Условие задачи >>
Сколько строк в записях ниже содержат слово «large» с учетом регистра? Подсчитайте их и в ответе укажите только число.

(Строки из набора данных для указания точек)
--*--

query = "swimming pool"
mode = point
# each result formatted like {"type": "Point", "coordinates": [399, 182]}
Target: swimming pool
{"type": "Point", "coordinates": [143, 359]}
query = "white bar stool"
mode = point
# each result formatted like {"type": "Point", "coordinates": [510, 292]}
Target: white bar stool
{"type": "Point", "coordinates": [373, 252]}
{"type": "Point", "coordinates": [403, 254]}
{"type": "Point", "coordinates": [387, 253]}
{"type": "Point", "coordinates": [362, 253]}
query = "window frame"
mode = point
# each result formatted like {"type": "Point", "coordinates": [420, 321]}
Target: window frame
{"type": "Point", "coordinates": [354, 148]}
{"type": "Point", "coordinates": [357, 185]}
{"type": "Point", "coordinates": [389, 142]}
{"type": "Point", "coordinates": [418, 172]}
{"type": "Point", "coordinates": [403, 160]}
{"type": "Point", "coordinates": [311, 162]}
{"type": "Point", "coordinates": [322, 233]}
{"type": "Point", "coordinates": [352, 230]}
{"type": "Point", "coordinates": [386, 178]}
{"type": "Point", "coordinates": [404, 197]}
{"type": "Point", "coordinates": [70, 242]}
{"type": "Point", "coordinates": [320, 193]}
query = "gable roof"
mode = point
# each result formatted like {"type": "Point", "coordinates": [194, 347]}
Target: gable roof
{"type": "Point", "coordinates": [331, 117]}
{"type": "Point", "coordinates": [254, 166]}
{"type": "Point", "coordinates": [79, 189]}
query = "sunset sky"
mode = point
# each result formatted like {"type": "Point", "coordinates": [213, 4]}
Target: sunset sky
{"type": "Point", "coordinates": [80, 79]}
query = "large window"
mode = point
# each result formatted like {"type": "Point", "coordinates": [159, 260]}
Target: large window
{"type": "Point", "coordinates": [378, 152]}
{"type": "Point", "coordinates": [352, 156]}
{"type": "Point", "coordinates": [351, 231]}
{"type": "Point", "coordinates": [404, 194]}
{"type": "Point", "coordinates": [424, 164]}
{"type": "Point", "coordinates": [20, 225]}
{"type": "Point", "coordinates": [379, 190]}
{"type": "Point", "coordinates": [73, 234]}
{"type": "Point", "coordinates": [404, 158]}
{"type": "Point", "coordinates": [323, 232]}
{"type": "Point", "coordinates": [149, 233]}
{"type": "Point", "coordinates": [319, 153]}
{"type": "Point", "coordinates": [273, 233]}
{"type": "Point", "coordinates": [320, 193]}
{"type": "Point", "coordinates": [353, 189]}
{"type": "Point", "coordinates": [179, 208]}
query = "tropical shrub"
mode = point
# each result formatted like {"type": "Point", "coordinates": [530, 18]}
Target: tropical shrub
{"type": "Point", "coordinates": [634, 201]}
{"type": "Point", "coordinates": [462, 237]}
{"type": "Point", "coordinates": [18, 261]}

--*--

Ожидаемый ответ >>
2